THE RECORDS

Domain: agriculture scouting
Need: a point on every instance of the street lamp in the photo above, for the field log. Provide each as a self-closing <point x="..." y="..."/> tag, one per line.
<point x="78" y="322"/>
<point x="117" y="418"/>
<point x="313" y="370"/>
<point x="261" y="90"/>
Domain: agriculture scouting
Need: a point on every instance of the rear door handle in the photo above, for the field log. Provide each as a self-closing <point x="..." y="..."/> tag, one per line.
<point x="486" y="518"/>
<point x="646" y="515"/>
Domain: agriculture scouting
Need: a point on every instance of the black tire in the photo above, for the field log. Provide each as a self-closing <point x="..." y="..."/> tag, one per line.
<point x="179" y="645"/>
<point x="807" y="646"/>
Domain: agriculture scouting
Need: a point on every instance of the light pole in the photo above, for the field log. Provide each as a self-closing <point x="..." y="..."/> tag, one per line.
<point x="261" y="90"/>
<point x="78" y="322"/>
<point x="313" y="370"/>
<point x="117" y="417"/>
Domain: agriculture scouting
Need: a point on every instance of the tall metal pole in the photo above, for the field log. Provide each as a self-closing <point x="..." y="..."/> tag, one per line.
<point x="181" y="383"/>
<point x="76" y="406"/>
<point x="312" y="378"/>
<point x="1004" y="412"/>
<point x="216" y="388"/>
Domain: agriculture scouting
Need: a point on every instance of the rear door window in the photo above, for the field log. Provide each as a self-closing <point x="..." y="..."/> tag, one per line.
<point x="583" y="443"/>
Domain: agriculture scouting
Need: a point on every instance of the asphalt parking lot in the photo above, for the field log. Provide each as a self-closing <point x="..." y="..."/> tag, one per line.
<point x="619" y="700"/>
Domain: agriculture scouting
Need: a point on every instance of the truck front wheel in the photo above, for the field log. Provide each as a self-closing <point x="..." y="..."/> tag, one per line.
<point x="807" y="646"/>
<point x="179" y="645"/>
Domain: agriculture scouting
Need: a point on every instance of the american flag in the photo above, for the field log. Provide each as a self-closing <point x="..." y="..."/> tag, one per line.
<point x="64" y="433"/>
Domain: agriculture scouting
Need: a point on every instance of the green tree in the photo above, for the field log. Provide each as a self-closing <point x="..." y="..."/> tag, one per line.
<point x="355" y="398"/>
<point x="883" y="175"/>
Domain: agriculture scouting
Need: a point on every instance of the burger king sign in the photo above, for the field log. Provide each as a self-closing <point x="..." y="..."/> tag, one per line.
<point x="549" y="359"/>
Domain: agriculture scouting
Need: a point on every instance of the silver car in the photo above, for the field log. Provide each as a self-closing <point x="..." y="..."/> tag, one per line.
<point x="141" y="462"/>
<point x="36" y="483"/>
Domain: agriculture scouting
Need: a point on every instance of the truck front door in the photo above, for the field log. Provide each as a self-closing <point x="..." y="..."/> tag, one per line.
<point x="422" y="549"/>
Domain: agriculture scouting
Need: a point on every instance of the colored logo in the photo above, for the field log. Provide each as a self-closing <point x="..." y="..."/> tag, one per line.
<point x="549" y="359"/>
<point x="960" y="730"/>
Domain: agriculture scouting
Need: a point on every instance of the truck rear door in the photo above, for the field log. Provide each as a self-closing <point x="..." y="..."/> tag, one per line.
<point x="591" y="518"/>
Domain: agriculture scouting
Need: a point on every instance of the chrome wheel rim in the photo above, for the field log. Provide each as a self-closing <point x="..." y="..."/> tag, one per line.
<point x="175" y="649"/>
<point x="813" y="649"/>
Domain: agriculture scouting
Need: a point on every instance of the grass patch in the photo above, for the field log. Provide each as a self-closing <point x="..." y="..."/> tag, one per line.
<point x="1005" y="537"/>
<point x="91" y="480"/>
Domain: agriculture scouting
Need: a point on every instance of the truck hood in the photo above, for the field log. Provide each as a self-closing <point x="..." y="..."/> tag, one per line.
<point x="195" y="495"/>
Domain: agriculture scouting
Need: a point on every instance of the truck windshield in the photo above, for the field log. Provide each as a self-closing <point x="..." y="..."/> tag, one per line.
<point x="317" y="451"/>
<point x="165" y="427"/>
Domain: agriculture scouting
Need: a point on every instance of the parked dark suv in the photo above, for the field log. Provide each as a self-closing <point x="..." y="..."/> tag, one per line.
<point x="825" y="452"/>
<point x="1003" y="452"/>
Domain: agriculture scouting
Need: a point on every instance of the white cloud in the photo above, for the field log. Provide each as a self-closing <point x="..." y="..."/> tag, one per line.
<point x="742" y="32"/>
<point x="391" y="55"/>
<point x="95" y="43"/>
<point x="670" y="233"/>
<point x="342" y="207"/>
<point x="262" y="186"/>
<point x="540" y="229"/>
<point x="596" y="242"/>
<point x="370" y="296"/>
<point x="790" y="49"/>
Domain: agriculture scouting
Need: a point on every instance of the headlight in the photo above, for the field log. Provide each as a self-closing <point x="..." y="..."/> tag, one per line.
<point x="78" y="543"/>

TASK DESCRIPTION
Retype all of the material above with every character intact.

WRITTEN SOLUTION
Domain: agriculture scouting
Need: a point on every instance of the street lamp in the photo above, for the field log. Provide each as a self-closing <point x="..." y="..."/> tag, one per line.
<point x="78" y="322"/>
<point x="117" y="418"/>
<point x="313" y="370"/>
<point x="261" y="90"/>
Domain: agriculture scouting
Need: a point on every instance of the rear door handle in the photo above, for the field log. Provide each as a self-closing <point x="..." y="..."/> tag, one per line.
<point x="486" y="518"/>
<point x="646" y="515"/>
Domain: agriculture scouting
Need: a point on every instance of the black tire in the photo above, for the field log. Provide each as a self-closing <point x="..." y="..."/> tag, one per line.
<point x="179" y="645"/>
<point x="807" y="646"/>
Domain: agriculture scouting
Need: a point on every instance of the light pole in the photo above, for the field log. Provide each as a self-closing <point x="..." y="..."/> tag, one per line.
<point x="261" y="90"/>
<point x="78" y="322"/>
<point x="313" y="370"/>
<point x="117" y="417"/>
Domain: agriculture scouting
Need: a point on every instance of the tall metal pole in the photo above, for the field log. Provide each as a self-closing <point x="..." y="..."/> tag, one per line.
<point x="181" y="383"/>
<point x="76" y="406"/>
<point x="312" y="378"/>
<point x="1004" y="412"/>
<point x="216" y="388"/>
Domain: agriculture scouting
Need: a point on every instance of the rear door window in the photo above, for the field log. Provide each as a self-closing <point x="..." y="..."/> tag, one per line.
<point x="583" y="443"/>
Domain: agriculture scouting
Need: a point on every instance of the asphalt parking lot in the photo above, for the field log. Provide each as a self-closing <point x="..." y="..."/> tag, one per line.
<point x="619" y="700"/>
Domain: agriculture scouting
Need: a point on every instance of the truck front wheel in the photo above, for the field log. Provide each as a self-closing <point x="..." y="..."/> tag, one per line.
<point x="807" y="646"/>
<point x="179" y="645"/>
Domain: agriculture scouting
Need: a point on every instance of the american flag in the photo above, for the field log. Provide each as a self-closing <point x="..." y="..."/> tag, one per line.
<point x="64" y="433"/>
Domain: agriculture scouting
Need: a point on every instance of the green tree in the photo above, for the field log. Provide each as a self-closing <point x="..." y="..."/> tag, one per line.
<point x="355" y="398"/>
<point x="883" y="175"/>
Domain: agriculture scouting
Need: a point on every instance of the burger king sign in the photo above, for the field log. Provide each as a self-closing <point x="..." y="..."/> tag, one per line.
<point x="549" y="359"/>
Domain: agriculture scouting
Need: a point on every instance of the silver car in the photo above, for the field log. Provide each as a self-closing <point x="..." y="..."/> tag, one per line.
<point x="141" y="462"/>
<point x="36" y="483"/>
Domain: agriculture scouting
Need: a point on every instance of the truck front door in the photo above, for the field log. Provide each as a self-closing <point x="..." y="..."/> tag, one per line.
<point x="422" y="549"/>
Domain: agriculture scouting
Need: a point on every instance of the colored logo in the photo above, for the field log. Provide each as a self-closing <point x="..." y="..."/> tag, one per line.
<point x="549" y="359"/>
<point x="960" y="730"/>
Domain: agriculture scouting
Need: a point on every instance of the truck rear door in the photo above, for the field log. Provide each as a self-closing <point x="..." y="..."/> tag, one per line.
<point x="591" y="518"/>
Domain: agriculture scouting
Need: a point on every instance of the chrome wheel rim in the photo above, for the field log. Provide each as a self-closing <point x="..." y="..."/> tag, one per line.
<point x="175" y="649"/>
<point x="813" y="649"/>
Domain: agriculture scouting
Need: a point on every instance of the grass patch in the photo above, for the field log. Provide each as a self-closing <point x="..." y="..."/> tag, one per line.
<point x="1005" y="537"/>
<point x="91" y="480"/>
Domain: agriculture scouting
Need: a point on every instance of the truck hood in the photo above, for the field log. Provide each as a self-closing <point x="..." y="..."/> tag, one per line.
<point x="195" y="495"/>
Domain: agriculture scouting
Need: a point on every instance of the truck windshield in the photo above, for the field log. Provide each as a self-closing <point x="..." y="..."/> tag, one per line.
<point x="317" y="451"/>
<point x="165" y="427"/>
Domain: agriculture scouting
Need: a point on every instance of the parked dark suv in the photo above, for the field log. Provide each as a self-closing <point x="..." y="..."/> tag, one per line.
<point x="825" y="452"/>
<point x="1003" y="452"/>
Domain: agriculture scouting
Need: a point on every instance of the white cloud in the photo above, for the field log. Provide each as a self-closing <point x="..." y="..."/> tag, one per line.
<point x="742" y="32"/>
<point x="391" y="55"/>
<point x="95" y="43"/>
<point x="670" y="233"/>
<point x="342" y="207"/>
<point x="262" y="186"/>
<point x="540" y="229"/>
<point x="596" y="242"/>
<point x="370" y="296"/>
<point x="790" y="49"/>
Domain: agriculture scouting
Need: a point on every instance of the headlight in the photo above, for the field log. Provide each as a self-closing <point x="..." y="..."/> tag, one per line.
<point x="78" y="543"/>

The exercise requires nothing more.